● WHAT THIS TASK INVOLVES:
Copy out the material below word for word, keeping every line as it stands.

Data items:

○ ○ ○ ○ ○

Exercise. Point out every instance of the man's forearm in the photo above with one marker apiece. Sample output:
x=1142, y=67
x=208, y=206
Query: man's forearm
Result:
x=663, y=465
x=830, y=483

○ ○ ○ ○ ○

● TASK OUTPUT:
Exercise. Point out every instance of the man's forearm in the photo above with one marker apiece. Sample output:
x=1142, y=67
x=208, y=206
Query: man's forearm
Result:
x=663, y=465
x=830, y=483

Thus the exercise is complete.